* Reading passage:
Well, if he's Bakin' Carrot Biscuits...


----------



## jcayer (Mar 25, 2007)

I voted Keef !!!

I'm shure I would have a good time listening (and try understanding) his anecdotes 
Plus he's a hell of a riffs machine !!!


----------



## shoretyus (Jan 6, 2007)

Keef..... I have always admired his drive for the music... drug hazed sometimes ... but he was mostly there... and his wit.....


----------



## Milkman (Feb 2, 2006)

Zappa


of course


----------



## Robert1950 (Jan 21, 2006)




----------



## GuitarsCanada (Dec 30, 2005)

No love for Hendrix or Beck yet. Even Pam got 2 votes


----------



## Milkman (Feb 2, 2006)

GuitarsCanada said:


> No love for Hendrix or Beck yet. Even Pam got 2 votes



Perhaps the same people who appreciate FZ are also Beck and Hendrix fans. Of the listed artists they would be one, two, three in my book.

As for Pam, I wouldn't want to be close to her under any circumstances. I could express that much more graphically but I'll let you use your imagination.


----------



## Diablo (Dec 20, 2007)

Beck, yes. Jeff Beck, no. 

Seriously, for me the only ones that seem lkike they would have something interesting to say, somewhat intelligible and at the same time dont take themselves too seriously, IMO would be BB King and Zappa, even though I'm not a fan of either.

Cant say its a very inspiring list for me personally, and maybe a little too generational. 
I think too many on the list would have basically the same stories to tell.


----------



## six-string (Oct 7, 2009)

i'd have dinner with Jeff Beck or Pam Anderson since they are the vegetarians on that list.


----------



## mhammer (Nov 30, 2007)

* What you are asked to do: Please duplicate the forum thread word for word, starting at "I'm shure I" and ending at "(Jan 6, 2007)".

Collection entries
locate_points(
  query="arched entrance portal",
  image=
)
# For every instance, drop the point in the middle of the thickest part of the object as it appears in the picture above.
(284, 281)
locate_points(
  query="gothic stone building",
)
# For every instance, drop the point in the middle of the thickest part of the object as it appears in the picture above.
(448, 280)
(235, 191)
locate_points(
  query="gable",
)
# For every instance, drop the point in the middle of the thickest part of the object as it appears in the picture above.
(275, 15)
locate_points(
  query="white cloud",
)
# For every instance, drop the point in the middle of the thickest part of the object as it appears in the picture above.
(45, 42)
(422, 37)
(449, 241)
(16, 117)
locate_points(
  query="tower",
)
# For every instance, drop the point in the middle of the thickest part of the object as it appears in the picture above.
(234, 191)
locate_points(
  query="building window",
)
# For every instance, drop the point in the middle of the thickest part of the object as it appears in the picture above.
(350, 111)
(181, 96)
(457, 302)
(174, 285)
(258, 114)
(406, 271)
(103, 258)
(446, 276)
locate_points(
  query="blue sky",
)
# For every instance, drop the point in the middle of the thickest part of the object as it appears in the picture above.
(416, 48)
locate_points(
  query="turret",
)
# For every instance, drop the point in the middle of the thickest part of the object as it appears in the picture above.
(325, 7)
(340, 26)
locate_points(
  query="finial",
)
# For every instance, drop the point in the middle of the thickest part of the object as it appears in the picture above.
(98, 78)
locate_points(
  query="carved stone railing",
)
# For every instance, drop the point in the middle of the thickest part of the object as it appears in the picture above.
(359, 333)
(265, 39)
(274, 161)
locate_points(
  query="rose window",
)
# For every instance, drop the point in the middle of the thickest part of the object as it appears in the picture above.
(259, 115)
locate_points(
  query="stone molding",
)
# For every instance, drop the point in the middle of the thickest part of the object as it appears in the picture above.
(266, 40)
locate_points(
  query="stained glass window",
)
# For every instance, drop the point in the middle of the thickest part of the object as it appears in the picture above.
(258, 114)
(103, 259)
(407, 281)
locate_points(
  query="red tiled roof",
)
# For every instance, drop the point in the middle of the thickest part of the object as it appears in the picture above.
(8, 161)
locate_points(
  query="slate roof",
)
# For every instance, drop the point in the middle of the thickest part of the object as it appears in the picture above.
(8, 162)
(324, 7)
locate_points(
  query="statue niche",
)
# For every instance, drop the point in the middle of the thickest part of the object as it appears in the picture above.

* Exercise response:
I'm shure I would have a good time listening (and try understanding) his anecdotes 
Plus he's a hell of a riffs machine !!!


----------



## shoretyus (Jan 6, 2007)